### What you are asked to do
Produce an exact copy of the lines from the line containing "Task: place one keypoint per instance of the dark" through the last line of the entries below, and only those lines.

[[ Material to process, beginning ]]

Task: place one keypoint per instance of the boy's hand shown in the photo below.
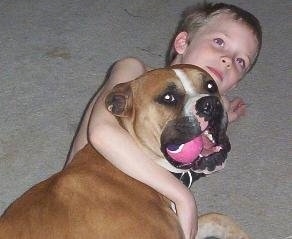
(236, 109)
(187, 215)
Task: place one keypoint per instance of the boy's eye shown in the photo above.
(219, 41)
(241, 62)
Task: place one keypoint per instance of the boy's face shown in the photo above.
(224, 47)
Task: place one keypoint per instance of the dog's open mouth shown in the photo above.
(187, 153)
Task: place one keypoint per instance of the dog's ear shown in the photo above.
(119, 100)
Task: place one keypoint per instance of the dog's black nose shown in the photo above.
(209, 107)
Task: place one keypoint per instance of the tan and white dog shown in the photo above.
(174, 114)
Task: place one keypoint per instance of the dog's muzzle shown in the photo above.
(197, 142)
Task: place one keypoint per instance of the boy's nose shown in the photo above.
(226, 61)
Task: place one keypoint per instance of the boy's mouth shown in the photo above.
(215, 72)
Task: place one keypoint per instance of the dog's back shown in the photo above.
(90, 199)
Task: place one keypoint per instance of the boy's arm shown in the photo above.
(106, 135)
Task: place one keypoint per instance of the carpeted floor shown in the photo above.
(54, 54)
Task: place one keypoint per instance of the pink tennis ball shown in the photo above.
(186, 153)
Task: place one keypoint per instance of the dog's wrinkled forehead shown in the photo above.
(195, 81)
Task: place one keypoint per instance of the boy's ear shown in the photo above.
(181, 42)
(119, 100)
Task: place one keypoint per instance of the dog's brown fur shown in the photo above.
(91, 198)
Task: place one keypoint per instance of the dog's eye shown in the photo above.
(169, 98)
(211, 86)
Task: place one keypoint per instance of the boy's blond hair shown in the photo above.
(195, 17)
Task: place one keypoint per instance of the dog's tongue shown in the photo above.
(186, 153)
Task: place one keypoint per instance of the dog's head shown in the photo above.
(176, 115)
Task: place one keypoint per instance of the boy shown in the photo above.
(222, 39)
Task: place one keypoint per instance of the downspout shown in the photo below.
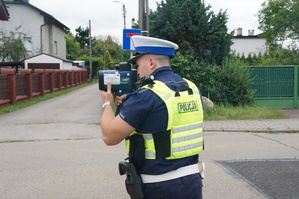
(41, 38)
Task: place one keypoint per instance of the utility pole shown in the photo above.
(124, 12)
(143, 17)
(90, 58)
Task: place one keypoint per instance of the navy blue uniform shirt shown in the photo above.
(146, 112)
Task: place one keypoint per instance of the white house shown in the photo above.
(250, 44)
(45, 61)
(41, 32)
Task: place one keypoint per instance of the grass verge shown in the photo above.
(243, 113)
(27, 102)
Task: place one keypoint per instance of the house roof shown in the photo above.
(47, 15)
(4, 15)
(64, 60)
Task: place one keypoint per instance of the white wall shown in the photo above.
(28, 19)
(43, 59)
(249, 45)
(31, 22)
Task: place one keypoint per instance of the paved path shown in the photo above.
(54, 150)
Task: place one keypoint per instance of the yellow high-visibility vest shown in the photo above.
(185, 123)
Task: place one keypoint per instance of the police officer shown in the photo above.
(161, 123)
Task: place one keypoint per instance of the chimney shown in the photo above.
(250, 32)
(239, 32)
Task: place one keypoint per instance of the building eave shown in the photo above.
(45, 14)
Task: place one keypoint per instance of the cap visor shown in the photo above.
(132, 60)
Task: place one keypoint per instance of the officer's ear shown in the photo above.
(152, 63)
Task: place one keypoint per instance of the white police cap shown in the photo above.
(143, 45)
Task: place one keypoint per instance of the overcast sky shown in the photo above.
(107, 18)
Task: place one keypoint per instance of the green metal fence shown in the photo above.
(276, 86)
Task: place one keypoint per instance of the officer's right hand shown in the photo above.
(119, 99)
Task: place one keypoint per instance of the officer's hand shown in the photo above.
(107, 96)
(119, 99)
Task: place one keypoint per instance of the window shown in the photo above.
(55, 47)
(28, 43)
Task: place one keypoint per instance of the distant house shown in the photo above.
(4, 15)
(44, 61)
(251, 44)
(43, 33)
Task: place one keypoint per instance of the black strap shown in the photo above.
(162, 144)
(183, 88)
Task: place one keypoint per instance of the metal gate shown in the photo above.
(276, 86)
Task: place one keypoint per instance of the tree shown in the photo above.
(82, 36)
(198, 31)
(12, 47)
(278, 19)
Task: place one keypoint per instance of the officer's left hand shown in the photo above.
(107, 96)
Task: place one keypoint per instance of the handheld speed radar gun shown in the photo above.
(123, 78)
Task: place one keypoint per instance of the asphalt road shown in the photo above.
(54, 150)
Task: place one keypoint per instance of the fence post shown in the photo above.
(41, 80)
(66, 73)
(12, 84)
(296, 83)
(28, 73)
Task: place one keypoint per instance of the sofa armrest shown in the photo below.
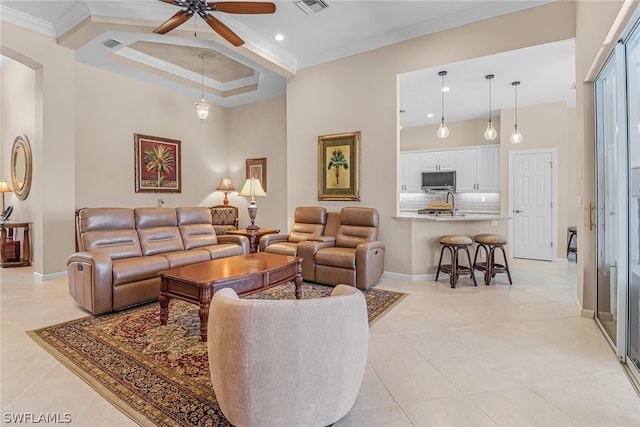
(238, 240)
(369, 263)
(90, 280)
(327, 240)
(269, 239)
(307, 251)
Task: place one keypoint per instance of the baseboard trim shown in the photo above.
(411, 277)
(49, 276)
(589, 314)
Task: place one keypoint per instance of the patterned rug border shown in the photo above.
(103, 391)
(75, 363)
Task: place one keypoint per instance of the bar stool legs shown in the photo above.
(489, 243)
(455, 244)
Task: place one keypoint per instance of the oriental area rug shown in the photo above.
(159, 375)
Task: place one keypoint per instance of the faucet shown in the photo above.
(453, 202)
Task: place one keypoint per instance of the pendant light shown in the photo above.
(516, 136)
(490, 133)
(443, 130)
(202, 107)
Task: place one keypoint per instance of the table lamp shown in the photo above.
(4, 188)
(225, 185)
(252, 188)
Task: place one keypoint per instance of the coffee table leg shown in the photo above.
(299, 279)
(203, 311)
(164, 302)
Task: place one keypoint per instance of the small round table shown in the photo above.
(10, 253)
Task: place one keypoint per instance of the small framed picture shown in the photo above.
(257, 168)
(157, 168)
(339, 166)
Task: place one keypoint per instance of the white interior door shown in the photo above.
(531, 198)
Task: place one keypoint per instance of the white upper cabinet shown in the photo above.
(478, 170)
(411, 173)
(488, 174)
(466, 171)
(433, 161)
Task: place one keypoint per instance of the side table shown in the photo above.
(254, 236)
(10, 253)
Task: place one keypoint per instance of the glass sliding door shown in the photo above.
(617, 108)
(606, 198)
(633, 200)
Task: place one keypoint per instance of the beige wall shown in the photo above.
(50, 204)
(546, 126)
(110, 110)
(82, 120)
(254, 131)
(359, 93)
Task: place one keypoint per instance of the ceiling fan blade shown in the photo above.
(223, 30)
(179, 18)
(242, 7)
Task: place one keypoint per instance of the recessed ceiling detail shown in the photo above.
(218, 67)
(311, 6)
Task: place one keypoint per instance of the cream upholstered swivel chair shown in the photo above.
(287, 362)
(308, 221)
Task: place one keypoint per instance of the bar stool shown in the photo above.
(454, 244)
(573, 232)
(489, 243)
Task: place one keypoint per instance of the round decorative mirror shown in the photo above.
(21, 165)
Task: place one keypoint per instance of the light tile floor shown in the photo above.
(488, 356)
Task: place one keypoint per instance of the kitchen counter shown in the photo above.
(460, 216)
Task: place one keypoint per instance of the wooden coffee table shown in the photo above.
(245, 274)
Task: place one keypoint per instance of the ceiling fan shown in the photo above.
(202, 8)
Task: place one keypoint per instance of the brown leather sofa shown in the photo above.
(121, 251)
(348, 252)
(307, 222)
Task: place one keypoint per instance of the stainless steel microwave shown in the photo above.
(441, 180)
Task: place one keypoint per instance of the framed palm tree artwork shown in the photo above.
(339, 166)
(157, 168)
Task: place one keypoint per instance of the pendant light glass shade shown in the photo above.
(490, 133)
(443, 130)
(202, 107)
(516, 136)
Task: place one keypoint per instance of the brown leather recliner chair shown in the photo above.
(355, 258)
(308, 221)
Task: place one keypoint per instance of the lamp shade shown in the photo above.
(252, 187)
(4, 186)
(225, 185)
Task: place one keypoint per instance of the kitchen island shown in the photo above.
(426, 230)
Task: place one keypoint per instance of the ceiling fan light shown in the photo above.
(202, 109)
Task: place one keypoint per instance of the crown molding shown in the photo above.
(27, 21)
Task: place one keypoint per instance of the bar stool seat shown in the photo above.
(489, 243)
(454, 244)
(573, 232)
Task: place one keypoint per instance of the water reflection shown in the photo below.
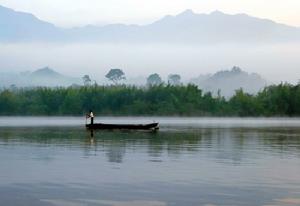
(207, 166)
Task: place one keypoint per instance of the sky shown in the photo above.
(70, 13)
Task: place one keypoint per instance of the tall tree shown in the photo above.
(174, 79)
(154, 79)
(115, 75)
(86, 80)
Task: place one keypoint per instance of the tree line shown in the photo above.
(185, 100)
(116, 75)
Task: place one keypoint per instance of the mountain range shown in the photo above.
(186, 28)
(40, 77)
(226, 81)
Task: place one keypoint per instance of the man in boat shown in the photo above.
(91, 115)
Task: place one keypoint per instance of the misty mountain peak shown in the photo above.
(236, 69)
(217, 12)
(188, 12)
(46, 71)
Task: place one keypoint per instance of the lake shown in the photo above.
(188, 162)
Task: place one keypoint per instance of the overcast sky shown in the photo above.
(70, 13)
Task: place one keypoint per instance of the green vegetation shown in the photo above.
(276, 100)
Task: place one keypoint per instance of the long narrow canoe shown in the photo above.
(152, 126)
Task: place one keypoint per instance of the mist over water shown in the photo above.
(251, 162)
(274, 62)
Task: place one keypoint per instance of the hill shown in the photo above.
(41, 77)
(186, 27)
(228, 81)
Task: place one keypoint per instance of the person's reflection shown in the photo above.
(92, 139)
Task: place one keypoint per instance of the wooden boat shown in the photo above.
(152, 126)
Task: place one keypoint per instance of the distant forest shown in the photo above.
(189, 100)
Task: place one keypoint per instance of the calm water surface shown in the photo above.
(190, 161)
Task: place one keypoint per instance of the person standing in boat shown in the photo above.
(91, 115)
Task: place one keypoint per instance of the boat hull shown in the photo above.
(152, 126)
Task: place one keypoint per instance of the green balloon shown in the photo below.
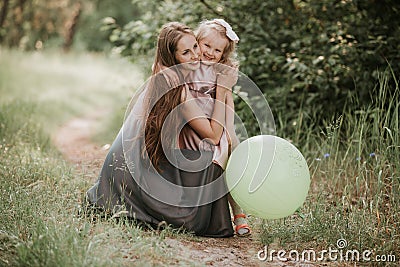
(268, 177)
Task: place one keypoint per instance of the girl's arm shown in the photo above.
(230, 118)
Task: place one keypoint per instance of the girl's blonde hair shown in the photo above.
(229, 53)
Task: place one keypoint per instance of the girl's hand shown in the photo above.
(170, 75)
(228, 78)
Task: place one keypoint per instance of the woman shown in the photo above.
(145, 174)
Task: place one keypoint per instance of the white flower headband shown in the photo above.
(229, 32)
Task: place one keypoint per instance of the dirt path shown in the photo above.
(73, 140)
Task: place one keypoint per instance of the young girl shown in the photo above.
(217, 43)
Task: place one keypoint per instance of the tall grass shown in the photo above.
(355, 181)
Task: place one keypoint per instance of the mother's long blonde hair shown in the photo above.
(161, 98)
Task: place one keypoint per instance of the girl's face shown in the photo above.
(188, 52)
(212, 46)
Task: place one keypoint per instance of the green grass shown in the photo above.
(355, 190)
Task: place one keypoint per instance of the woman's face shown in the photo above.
(212, 46)
(188, 52)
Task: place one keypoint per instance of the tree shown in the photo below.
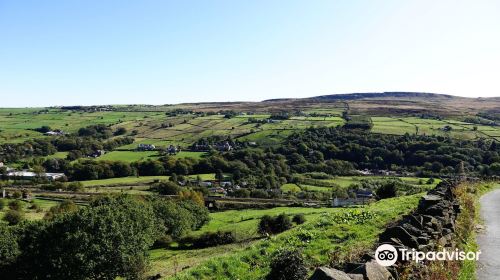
(167, 188)
(66, 206)
(108, 239)
(274, 225)
(196, 197)
(120, 131)
(9, 249)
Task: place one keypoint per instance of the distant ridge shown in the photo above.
(367, 95)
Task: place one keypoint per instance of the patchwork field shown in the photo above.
(154, 127)
(320, 238)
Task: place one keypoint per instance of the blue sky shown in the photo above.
(157, 52)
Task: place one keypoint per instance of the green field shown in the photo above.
(16, 126)
(138, 180)
(31, 214)
(346, 181)
(129, 156)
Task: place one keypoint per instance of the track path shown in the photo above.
(488, 267)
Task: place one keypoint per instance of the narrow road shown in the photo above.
(488, 267)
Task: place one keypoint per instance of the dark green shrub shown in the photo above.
(167, 188)
(299, 219)
(387, 190)
(212, 239)
(288, 265)
(13, 217)
(15, 205)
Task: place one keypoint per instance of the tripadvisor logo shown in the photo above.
(387, 255)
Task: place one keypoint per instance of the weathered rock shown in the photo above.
(356, 276)
(326, 273)
(374, 271)
(416, 221)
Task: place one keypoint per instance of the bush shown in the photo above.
(17, 194)
(13, 217)
(274, 225)
(120, 131)
(75, 186)
(288, 265)
(167, 188)
(15, 205)
(299, 219)
(65, 206)
(212, 239)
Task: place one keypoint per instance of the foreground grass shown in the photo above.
(469, 196)
(321, 240)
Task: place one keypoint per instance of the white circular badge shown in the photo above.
(386, 255)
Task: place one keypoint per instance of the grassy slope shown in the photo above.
(250, 260)
(30, 214)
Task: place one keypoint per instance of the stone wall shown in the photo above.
(431, 226)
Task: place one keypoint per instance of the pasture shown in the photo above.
(319, 239)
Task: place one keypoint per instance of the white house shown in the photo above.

[[ Material to process, end ]]

### Exercise answer
Task: place one keypoint per instance of the dark green shrub shown in the photo above.
(167, 188)
(299, 219)
(387, 190)
(212, 239)
(288, 265)
(13, 217)
(15, 205)
Task: place one keypoint per instance of the tripadvisor logo shown in the photo above.
(387, 255)
Task: place one keypoint per instance of the weathered rock shown in the photo above.
(356, 276)
(326, 273)
(374, 271)
(416, 221)
Task: place one keypoint per instance of the bush shown in the photo above.
(17, 194)
(13, 217)
(274, 225)
(120, 131)
(75, 186)
(288, 265)
(167, 188)
(15, 205)
(299, 219)
(65, 206)
(212, 239)
Task: place one keypoint per instance of the foreground grass shown in the photo above.
(469, 196)
(321, 240)
Task: place one keypoint per instance of the white circular badge shown in the photo above.
(386, 255)
Task: place one keypoint per instance of the grassy slope shown in the photo above.
(250, 260)
(30, 214)
Task: place one keypoint per instance of the stone wall shown in the photo above.
(431, 226)
Task: place one keypoint per instance of the pasture shown in the photo above.
(319, 239)
Task: place one keypoint per instance of the white house shown in the photo above.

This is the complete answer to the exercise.